DOCUMENT SECTION:
┄┄┄┄┄┄┄┄┄┄┄┄┄┄┄┄┄┄┄┄
Kurtulmuş, B.E., “Toxic leadership and workplace bullying: The role of followers and possible coping strategies” (2020). The Palgrave Handbook of Workplace Well-Being, 1-20.
Background & Theory:
Although a clear definition of toxic leadership has not been fully agreed upon, past studies indicate that toxic leadership includes narcissistic, malevolent, manipulative, bullying, and enforcing behavior on behalf of the leader. On the other hand, workplace bullying can be defined as consistent and repeated employee exposure of aggressive negative acts that involve a perceived power imbalance, social exclusion by colleagues, and the creation of a hostile work environment. Both toxic leadership and workplace bullying are related, negatively affecting employees and organizations. This literature review focuses on the relationship between toxic leadership and workplace bullying, with a focus on the role of followers and coping strategies.
Research was consolidated by Bekir Emre Kurtulmuş to answer the following question:
- What effects do toxic leadership and workplace bullying have on employee and organizational well-being?
- What role do followers play in the existence of toxic leaders?
- What coping strategies do employees use to mitigate bullying-based harm?
Over 100 past research studies, books and other resources were utilized to create this literature review, published in The Palgrave Handbook of Workplace Well-Being in 2020.
┄┄┄┄┄┄┄┄┄┄┄┄┄┄┄┄┄┄┄┄
PROVIDED MATERIAL:
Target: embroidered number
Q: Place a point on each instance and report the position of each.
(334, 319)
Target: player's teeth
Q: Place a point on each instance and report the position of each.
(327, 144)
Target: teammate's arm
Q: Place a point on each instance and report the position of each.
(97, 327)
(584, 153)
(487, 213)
┄┄┄┄┄┄┄┄┄┄┄┄┄┄┄┄┄┄┄┄
PROBLEM SET:
- A) According to the summary of the toxic leadership and workplace bullying review, which behaviors on the leader's part does toxic leadership include?
- B) Resume the summary of the toxic leadership and workplace bullying review, starting after its last sentence.
You won't need the entries for any of this.

RESPONSES:
- A) Narcissistic, malevolent, manipulative, bullying, and enforcing behavior.

- B)
Toxic leadership can lead to negative organizational and employee outcomes, including workplace deviance, lower job satisfaction, lower employee self-esteem, negative organizational attitudes, and psychological stress. The relationship between toxic leaders and their followers is complex, but may include elements of benefit maximization. Toxic leaders may desire and build their teams with passive and obedient employees for their benefit of controlling the workplace environment. Also, toxic leaders can be perceived by followers as strong, independent, and at times, autocratic, which can comfort employee psychological needs. However, toxic leadership often has negative effects on followers, including psychological, emotional, physical health issues. That being said, one of the most common practices of toxic leaders is workplace bullying.
Studies have pointed to the inequality of workplace bullying, showing that while bullying behavior is not statistically gender-specific in the United States, victims are more likely to self-identify as women. Additionally, 81% of bullies occupy higher-ranking positions. The cause of workplace bullying is varied, as both personal and contextual elements contribute to the creation of a workplace bully. In terms of personality, extroversion and neuroticism have significantly correlated with workplace bullying behavior. In terms of context, high-strain or chaotic environments can lead to greater workplace bullying behavior. Among employees, workplace bullying leads to lower job satisfaction, increased absenteeism, and negative effects on mental and emotional well-being.
Dealing with workplace bullying and toxic leadership should be addressed across the organization through anti-bullying organizational structures, policies, and procedures. However, in the case that the organization cannot completely dismantle workplace bullying and toxic leadership, employees often cope with the negative effects of bullying with coping strategies. Strategies like avoidance, doing nothing, seeking help, and assertiveness are common for employees trying to reduce bullying stress. Additionally, coping strategies often are either problem-focused or emotion-based. Problem-focused strategies typically entail altering the negative acts of bullies or directly addressing the bully. Emotion-based strategies typically involve playing the victim role and accepting sympathy from others.
What We Can Learn:
Looking over this research, we can take away the following key insight:
- Toxic leadership and subsequent workplace bullying undermine the health of employees and the organization as a whole. Followers provide a sense of legitimacy to toxic leaders that can promote workplace bullying. If the organizational strategy to reduce toxic leadership and workplace bullying fails, victims of toxic leadership often use emotion and problem-focused coping strategies to reduce the negative effects of bullying.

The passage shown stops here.